> _Tasks for this exercise_
(1) Reproduce the passage of the ultrasound study text starting with "To test whether" and going on through "recorded and compared.".
(2) Answer these questions using the ultrasound study text:
(a) How many of the subjects had psoriatic arthritis?
(b) In what percentage of joint regions were false-negative results obtained?
(c) How does the text define erosions?

> _Text section_
A detailed comparative study of high-resolution ultrasound and micro–computed tomography for detection of arthritic bone erosions




To test whether bony lesions appearing on ultrasound (US) imaging are cortical breaks detectable by micro–computed tomography (micro-CT).


Twenty-six subjects (14 with rheumatoid arthritis, 6 with psoriatic arthritis, and 6 healthy controls) were assessed for bone erosions at the radial, palmar, and dorsal regions of the second metacarpophalangeal (MCP) joint and the palmar and dorsal regions of the third and fourth MCP joints. All patients underwent US and, for validation of the results, micro-CT scanning. The prevalence and severity of bone erosions as determined by US and by micro-CT were recorded and compared.


Overall there was a good correlation between the severity of erosions as assessed by US and by micro-CT (r = 0.463, P < 0.0001). False-negative results (US negative/micro-CT positive) were obtained in only 9.9% of the joint regions and were mostly due to small erosive lesions at the dorsal sides of the MCP joints. False-positive results (US positive/micro-CT negative) were more frequent (28.6%) and were primarily based on vascular bone channels at the palmar sides of the MCP joints as well pseudo-erosions created by osteophytes.


These data show that the majority of bone lesions appearing on US are indeed bone erosions with a cortical break. The sensitivity of US for detecting bone erosions was high and there was a good correlation between the severity of bone erosions as assessed by US and as assessed by micro-CT. Specificity of US for bone erosions was substantially lower, suggesting that smaller lesions seen on US do not always represent breaks in the cortical bone surface.

Rheumatoid arthritis (RA) and psoriatic arthritis (PsA) are characterized by synovial inflammation and bone and cartilage destruction. While synovial inflammation is typically assessed by physical examination, measurement of bone and cartilage damage is a domain of radiography. In recent years, high-resolution ultrasound (US) has been increasingly used to assess synovial inflammation (1–4). With US one can quantitatively assess the morphologic (synovial thickness) and functional (blood flow) changes of joints during inflammatory arthritis (1–4). Several studies have shown that US is a sensitive instrument for depicting synovial inflammation in patients with RA (5, 6).

However, US has limitations for visualization of bone, as it allows detection of irregularities on the cortical bone surface but cannot penetrate bone. Pits in the juxtaarticular cortical bone surface visualized by US are considered “bone erosions” (2, 7). Recent comparative imaging studies in patients with RA have compared bone lesions detectable by US with bone erosions detected radiographically or by magnetic resonance imaging (8–11). Since resolution and overall image quality of US have improved considerably due to the use of high-frequency transducers, it is now possible to visualize even very small changes (<1 mm) in the cortical bone surface. Although bone lesions detected by US are highly suggestive of bone erosions, their exact nature remains somewhat speculative. Erosions are defined as localized cortical breaks, which allow communication between the bone marrow and the synovium (12). Whether a “pit” detected by US truly reflects a cortical break thus remains a matter of controversy, as the direct communication between the outside synovial membrane and the bone marrow cannot be proven directly.

> _Collection entries_
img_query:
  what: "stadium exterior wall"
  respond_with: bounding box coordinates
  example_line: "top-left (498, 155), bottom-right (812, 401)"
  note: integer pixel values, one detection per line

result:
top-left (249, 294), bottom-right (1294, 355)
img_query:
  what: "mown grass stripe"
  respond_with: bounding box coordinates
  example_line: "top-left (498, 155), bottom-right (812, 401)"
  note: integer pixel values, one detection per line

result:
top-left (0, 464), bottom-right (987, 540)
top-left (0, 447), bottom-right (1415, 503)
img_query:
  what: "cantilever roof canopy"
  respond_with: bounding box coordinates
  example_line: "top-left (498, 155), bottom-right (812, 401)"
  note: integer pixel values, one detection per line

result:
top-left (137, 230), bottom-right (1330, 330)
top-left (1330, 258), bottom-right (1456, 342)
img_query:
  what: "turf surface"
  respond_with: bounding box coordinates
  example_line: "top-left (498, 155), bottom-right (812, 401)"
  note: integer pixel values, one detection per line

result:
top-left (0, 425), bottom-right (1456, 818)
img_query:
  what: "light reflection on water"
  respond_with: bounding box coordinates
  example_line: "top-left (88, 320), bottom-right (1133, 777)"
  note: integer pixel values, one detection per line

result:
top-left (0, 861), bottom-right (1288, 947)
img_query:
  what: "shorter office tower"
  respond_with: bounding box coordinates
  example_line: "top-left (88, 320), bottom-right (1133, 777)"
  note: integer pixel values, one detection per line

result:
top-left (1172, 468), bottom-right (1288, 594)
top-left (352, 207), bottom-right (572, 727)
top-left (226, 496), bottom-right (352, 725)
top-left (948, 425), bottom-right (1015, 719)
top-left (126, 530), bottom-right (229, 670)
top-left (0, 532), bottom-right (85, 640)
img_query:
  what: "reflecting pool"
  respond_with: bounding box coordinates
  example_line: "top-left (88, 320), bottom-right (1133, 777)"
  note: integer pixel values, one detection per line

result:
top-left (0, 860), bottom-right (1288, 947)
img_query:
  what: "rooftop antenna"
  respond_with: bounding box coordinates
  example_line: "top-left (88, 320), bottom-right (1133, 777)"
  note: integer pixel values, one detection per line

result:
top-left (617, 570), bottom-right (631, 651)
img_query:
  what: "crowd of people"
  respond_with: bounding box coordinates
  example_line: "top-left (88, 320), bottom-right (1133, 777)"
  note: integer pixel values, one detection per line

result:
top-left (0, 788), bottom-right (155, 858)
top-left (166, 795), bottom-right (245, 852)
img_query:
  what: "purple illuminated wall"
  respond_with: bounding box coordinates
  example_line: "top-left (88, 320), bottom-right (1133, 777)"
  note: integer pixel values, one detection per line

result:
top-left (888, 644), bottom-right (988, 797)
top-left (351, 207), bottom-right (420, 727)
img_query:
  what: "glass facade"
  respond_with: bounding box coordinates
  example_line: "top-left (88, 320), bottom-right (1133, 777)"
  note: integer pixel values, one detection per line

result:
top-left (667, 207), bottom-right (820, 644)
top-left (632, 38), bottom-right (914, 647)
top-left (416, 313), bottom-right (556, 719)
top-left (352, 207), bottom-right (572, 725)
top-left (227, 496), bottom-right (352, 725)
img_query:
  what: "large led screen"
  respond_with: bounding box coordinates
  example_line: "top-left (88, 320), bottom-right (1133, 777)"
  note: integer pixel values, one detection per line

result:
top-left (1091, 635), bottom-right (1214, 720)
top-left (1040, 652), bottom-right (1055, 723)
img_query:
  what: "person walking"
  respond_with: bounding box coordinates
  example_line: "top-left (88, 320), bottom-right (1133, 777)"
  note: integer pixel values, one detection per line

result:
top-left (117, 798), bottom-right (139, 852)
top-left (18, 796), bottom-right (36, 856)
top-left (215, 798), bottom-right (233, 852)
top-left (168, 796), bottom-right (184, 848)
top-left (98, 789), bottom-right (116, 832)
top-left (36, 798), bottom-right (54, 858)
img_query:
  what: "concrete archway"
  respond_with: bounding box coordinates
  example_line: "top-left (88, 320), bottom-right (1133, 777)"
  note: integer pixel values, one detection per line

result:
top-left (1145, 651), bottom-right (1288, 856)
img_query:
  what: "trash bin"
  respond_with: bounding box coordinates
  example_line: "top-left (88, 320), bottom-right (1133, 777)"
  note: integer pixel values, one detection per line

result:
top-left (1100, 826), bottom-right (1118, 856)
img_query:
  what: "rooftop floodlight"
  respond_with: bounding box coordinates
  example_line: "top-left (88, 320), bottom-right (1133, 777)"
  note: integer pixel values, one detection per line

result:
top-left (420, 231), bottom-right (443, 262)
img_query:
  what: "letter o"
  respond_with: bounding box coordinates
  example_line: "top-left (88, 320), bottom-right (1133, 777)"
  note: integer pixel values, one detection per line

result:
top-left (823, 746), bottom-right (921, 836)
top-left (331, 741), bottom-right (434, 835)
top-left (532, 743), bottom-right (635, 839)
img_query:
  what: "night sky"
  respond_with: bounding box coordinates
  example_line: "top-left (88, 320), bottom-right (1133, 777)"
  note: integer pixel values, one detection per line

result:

> _Your written answers_
(1)
To test whether bony lesions appearing on ultrasound (US) imaging are cortical breaks detectable by micro–computed tomography (micro-CT).


Twenty-six subjects (14 with rheumatoid arthritis, 6 with psoriatic arthritis, and 6 healthy controls) were assessed for bone erosions at the radial, palmar, and dorsal regions of the second metacarpophalangeal (MCP) joint and the palmar and dorsal regions of the third and fourth MCP joints. All patients underwent US and, for validation of the results, micro-CT scanning. The prevalence and severity of bone erosions as determined by US and by micro-CT were recorded and compared.

(2)
(a) Six.
(b) 9.9%.
(c) Localized cortical breaks, which allow communication between the bone marrow and the synovium.